### What is required
Render the lines of the items as a numbered list, from the first line up to and including the line that contains "M 832 455 L". Include only those lines, and leave out any blank ones.

### Stored rows
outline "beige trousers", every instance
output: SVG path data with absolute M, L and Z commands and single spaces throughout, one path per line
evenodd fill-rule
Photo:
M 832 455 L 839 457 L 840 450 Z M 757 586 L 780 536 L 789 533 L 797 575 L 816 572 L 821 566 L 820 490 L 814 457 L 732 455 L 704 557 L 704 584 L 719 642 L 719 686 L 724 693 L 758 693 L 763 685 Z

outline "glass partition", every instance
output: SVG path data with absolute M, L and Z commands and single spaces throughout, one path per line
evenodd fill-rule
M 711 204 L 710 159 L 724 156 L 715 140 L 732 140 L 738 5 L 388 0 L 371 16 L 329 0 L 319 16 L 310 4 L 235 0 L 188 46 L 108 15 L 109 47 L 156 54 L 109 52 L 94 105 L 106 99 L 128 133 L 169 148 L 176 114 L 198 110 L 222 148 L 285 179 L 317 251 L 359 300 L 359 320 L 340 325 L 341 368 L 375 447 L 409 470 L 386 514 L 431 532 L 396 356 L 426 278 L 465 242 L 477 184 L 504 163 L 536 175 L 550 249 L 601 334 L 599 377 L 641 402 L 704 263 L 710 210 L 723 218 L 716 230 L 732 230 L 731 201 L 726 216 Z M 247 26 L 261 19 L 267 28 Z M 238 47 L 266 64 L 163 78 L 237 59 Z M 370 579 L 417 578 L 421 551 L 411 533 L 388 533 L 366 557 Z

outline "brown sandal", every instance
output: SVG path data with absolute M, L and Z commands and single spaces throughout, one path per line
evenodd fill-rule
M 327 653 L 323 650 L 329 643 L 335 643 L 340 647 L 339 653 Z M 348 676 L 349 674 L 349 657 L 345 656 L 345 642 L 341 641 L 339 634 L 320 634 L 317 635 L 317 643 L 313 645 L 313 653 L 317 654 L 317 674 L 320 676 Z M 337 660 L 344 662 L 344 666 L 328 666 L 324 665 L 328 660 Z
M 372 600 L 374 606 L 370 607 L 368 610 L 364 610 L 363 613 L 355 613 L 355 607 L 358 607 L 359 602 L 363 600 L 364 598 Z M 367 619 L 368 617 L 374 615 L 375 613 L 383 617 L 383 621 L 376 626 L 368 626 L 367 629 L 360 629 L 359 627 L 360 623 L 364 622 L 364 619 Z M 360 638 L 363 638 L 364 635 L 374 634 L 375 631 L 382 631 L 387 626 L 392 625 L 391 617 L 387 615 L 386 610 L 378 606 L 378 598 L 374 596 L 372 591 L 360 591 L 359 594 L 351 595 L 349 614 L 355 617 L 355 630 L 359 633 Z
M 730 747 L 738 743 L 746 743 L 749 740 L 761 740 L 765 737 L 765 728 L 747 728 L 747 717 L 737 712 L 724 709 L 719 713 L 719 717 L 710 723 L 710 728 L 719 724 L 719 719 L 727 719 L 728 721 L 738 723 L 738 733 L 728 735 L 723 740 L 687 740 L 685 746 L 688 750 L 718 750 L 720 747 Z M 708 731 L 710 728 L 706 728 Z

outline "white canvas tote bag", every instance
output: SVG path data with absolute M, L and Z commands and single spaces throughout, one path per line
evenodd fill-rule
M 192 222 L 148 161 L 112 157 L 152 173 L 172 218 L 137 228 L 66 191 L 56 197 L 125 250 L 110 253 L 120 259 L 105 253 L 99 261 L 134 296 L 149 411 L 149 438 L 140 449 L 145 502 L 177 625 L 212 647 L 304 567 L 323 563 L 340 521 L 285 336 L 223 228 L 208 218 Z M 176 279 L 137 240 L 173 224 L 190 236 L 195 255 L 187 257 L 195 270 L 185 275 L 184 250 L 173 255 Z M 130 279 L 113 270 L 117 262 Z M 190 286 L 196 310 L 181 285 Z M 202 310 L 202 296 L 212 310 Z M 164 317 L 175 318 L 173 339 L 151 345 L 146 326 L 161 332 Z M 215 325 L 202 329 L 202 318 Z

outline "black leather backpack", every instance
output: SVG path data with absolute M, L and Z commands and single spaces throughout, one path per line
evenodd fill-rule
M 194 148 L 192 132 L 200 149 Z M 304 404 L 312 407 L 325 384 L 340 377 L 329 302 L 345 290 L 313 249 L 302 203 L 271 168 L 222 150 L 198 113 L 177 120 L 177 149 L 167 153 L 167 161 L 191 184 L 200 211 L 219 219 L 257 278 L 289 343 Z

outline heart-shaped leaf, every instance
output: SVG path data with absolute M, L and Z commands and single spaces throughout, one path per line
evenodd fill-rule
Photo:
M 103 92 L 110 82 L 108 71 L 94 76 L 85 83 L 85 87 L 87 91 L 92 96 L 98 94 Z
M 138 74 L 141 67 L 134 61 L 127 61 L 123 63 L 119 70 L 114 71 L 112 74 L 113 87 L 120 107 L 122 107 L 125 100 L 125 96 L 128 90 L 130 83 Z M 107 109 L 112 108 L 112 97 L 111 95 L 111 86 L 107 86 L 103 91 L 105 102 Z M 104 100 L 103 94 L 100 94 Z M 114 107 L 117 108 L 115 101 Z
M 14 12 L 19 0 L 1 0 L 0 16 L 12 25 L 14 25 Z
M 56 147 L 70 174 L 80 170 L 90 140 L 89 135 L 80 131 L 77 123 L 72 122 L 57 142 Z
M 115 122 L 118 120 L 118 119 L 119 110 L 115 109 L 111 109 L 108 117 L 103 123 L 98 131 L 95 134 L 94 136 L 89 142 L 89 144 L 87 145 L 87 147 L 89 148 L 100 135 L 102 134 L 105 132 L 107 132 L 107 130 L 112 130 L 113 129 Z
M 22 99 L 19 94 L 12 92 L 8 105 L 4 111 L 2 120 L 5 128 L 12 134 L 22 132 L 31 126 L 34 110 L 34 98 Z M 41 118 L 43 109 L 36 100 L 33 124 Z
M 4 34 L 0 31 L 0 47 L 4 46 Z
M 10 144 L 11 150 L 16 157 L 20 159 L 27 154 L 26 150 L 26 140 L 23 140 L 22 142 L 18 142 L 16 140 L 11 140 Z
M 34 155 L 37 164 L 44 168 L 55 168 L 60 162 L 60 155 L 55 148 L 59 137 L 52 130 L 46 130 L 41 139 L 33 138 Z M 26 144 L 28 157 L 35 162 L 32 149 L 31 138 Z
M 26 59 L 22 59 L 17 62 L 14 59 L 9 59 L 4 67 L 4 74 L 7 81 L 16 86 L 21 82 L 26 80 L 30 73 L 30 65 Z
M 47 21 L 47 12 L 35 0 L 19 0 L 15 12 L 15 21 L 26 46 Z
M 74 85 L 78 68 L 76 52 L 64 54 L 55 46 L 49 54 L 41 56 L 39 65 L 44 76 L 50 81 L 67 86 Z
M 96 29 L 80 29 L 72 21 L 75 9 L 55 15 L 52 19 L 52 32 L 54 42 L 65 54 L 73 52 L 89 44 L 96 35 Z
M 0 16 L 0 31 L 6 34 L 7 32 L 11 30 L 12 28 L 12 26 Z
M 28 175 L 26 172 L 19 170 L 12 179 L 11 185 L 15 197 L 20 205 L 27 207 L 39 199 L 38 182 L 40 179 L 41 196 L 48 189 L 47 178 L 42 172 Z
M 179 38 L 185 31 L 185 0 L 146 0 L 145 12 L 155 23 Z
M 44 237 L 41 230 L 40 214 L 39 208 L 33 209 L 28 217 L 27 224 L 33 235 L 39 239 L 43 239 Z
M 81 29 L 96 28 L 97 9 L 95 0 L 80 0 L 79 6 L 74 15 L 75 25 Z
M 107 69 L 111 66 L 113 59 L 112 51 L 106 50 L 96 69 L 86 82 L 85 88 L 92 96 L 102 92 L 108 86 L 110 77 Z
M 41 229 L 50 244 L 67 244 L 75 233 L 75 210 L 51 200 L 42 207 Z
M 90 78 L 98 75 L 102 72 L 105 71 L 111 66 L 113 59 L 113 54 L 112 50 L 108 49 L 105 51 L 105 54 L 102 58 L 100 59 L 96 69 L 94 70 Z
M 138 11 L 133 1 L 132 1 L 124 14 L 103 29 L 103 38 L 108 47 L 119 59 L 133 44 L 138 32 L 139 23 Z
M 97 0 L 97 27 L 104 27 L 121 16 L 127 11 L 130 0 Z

### Response to this exercise
1. outline "beige trousers", every instance
2. output: SVG path data with absolute M, L and Z commands and single spaces throughout, one path per line
3. evenodd fill-rule
4. Photo:
5. M 832 455 L 839 457 L 840 450 Z M 757 586 L 780 536 L 789 533 L 797 575 L 816 572 L 821 566 L 820 490 L 814 457 L 732 455 L 704 557 L 704 584 L 719 642 L 719 686 L 724 693 L 758 693 L 763 685 Z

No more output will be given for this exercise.